**Work to be completed**. What you return must be the lines of the data that hold the word "ground".

Stored data entries:
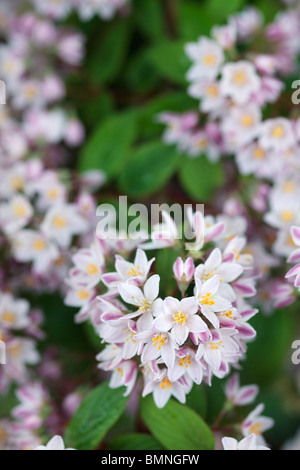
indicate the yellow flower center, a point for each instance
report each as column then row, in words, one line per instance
column 287, row 216
column 17, row 183
column 259, row 153
column 185, row 362
column 278, row 132
column 216, row 346
column 256, row 429
column 247, row 120
column 159, row 341
column 92, row 269
column 144, row 305
column 83, row 294
column 134, row 271
column 165, row 384
column 228, row 314
column 240, row 78
column 59, row 222
column 180, row 317
column 19, row 209
column 39, row 245
column 209, row 60
column 212, row 90
column 8, row 317
column 208, row 299
column 53, row 193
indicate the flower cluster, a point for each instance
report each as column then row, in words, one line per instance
column 235, row 80
column 175, row 341
column 86, row 9
column 19, row 330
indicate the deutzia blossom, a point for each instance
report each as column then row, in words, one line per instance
column 56, row 443
column 239, row 81
column 248, row 443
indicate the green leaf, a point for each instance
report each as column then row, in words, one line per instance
column 135, row 442
column 109, row 52
column 170, row 60
column 176, row 426
column 149, row 169
column 148, row 15
column 194, row 19
column 177, row 102
column 164, row 263
column 200, row 178
column 140, row 75
column 197, row 400
column 108, row 147
column 275, row 334
column 228, row 8
column 98, row 412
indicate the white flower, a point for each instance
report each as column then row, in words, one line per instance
column 181, row 317
column 56, row 443
column 239, row 81
column 248, row 443
column 207, row 56
column 62, row 222
column 15, row 214
column 277, row 134
column 209, row 300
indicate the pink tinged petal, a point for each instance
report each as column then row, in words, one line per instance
column 178, row 268
column 246, row 395
column 297, row 281
column 195, row 324
column 130, row 374
column 110, row 278
column 295, row 232
column 129, row 350
column 232, row 386
column 161, row 396
column 107, row 317
column 220, row 304
column 178, row 392
column 168, row 353
column 248, row 443
column 214, row 260
column 224, row 367
column 211, row 285
column 172, row 305
column 151, row 288
column 246, row 290
column 230, row 271
column 215, row 231
column 163, row 322
column 229, row 443
column 56, row 443
column 150, row 353
column 195, row 371
column 180, row 333
column 130, row 294
column 294, row 257
column 213, row 357
column 189, row 268
column 211, row 316
column 282, row 303
column 189, row 305
column 145, row 321
column 293, row 272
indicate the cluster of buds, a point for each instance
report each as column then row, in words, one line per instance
column 199, row 332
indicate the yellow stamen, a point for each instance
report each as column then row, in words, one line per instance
column 180, row 317
column 208, row 299
column 165, row 384
column 159, row 341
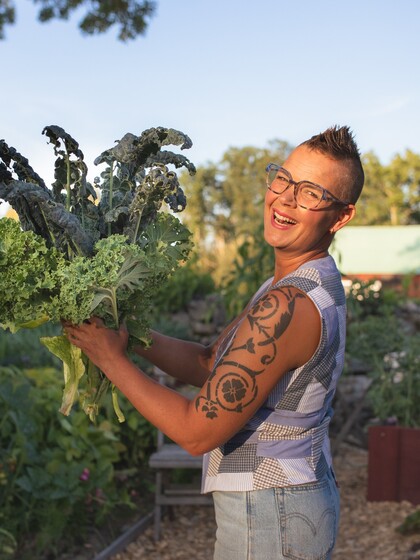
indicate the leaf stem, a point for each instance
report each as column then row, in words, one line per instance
column 111, row 186
column 68, row 197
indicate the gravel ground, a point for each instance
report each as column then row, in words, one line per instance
column 367, row 530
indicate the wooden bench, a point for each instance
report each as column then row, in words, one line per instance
column 166, row 458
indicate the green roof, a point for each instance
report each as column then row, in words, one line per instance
column 377, row 249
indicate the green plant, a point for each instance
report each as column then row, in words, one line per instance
column 188, row 282
column 61, row 475
column 253, row 265
column 82, row 255
column 376, row 338
column 396, row 385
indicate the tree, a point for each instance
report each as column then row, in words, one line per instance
column 391, row 195
column 225, row 199
column 131, row 17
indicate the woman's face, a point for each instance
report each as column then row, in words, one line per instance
column 296, row 230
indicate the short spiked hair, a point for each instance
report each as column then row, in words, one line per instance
column 338, row 143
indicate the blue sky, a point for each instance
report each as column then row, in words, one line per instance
column 226, row 72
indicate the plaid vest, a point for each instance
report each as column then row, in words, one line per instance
column 286, row 442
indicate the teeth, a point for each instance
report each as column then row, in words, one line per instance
column 283, row 219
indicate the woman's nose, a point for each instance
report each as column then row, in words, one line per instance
column 287, row 197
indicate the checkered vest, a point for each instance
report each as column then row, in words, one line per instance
column 286, row 442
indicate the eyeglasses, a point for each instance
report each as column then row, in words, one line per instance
column 307, row 195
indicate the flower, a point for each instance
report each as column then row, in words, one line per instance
column 85, row 475
column 233, row 390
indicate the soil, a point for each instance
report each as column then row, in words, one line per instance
column 367, row 529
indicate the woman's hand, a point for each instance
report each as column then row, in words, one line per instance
column 100, row 344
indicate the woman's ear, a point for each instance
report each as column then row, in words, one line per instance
column 345, row 216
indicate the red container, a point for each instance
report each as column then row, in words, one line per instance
column 394, row 464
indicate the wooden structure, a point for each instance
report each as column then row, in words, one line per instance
column 168, row 457
column 390, row 254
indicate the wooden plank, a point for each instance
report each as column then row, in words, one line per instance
column 172, row 456
column 126, row 538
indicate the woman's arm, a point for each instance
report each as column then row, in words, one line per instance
column 190, row 362
column 279, row 333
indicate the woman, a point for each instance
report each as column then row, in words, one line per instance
column 267, row 383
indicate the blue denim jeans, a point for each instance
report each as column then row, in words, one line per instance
column 295, row 522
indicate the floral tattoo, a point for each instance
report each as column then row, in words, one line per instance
column 238, row 388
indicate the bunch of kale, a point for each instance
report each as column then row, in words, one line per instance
column 82, row 249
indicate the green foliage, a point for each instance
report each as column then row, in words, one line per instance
column 78, row 257
column 391, row 195
column 60, row 475
column 253, row 265
column 227, row 196
column 187, row 283
column 131, row 17
column 376, row 338
column 396, row 385
column 410, row 525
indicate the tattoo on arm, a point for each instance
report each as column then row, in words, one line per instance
column 238, row 388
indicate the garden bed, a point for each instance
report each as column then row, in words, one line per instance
column 367, row 530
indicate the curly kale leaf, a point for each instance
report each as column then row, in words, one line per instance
column 70, row 171
column 73, row 368
column 14, row 162
column 133, row 175
column 27, row 276
column 39, row 213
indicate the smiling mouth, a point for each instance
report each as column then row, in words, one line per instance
column 283, row 220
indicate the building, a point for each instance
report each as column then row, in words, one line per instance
column 390, row 254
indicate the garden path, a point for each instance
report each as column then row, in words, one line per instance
column 367, row 530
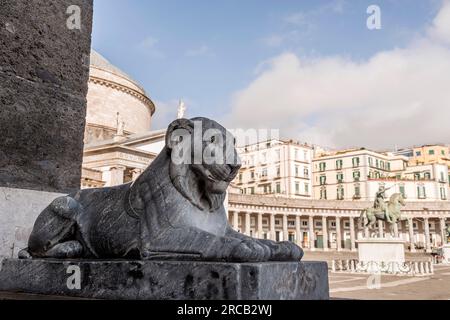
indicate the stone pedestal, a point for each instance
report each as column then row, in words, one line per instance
column 167, row 280
column 446, row 253
column 382, row 253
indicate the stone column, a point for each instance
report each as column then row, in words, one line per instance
column 44, row 72
column 272, row 234
column 427, row 235
column 411, row 235
column 260, row 226
column 380, row 229
column 396, row 230
column 312, row 246
column 352, row 234
column 298, row 231
column 117, row 175
column 325, row 233
column 248, row 219
column 338, row 234
column 443, row 231
column 285, row 228
column 236, row 220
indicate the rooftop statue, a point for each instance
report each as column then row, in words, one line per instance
column 388, row 211
column 174, row 210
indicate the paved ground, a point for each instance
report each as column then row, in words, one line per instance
column 366, row 287
column 349, row 286
column 357, row 286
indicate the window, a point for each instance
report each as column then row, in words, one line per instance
column 357, row 191
column 340, row 193
column 443, row 194
column 267, row 188
column 421, row 192
column 322, row 166
column 264, row 172
column 277, row 155
column 323, row 194
column 402, row 191
column 264, row 157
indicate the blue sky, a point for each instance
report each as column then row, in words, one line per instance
column 207, row 51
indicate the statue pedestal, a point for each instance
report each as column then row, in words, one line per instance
column 167, row 280
column 446, row 253
column 382, row 254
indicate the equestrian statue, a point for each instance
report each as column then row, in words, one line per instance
column 388, row 211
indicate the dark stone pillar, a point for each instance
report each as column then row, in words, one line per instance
column 44, row 70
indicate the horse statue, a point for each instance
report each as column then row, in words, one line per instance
column 392, row 213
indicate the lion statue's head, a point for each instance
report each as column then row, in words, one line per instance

**Response**.
indicate the gravel ground, a point for each instance
indicate the paved ground, a point for each instance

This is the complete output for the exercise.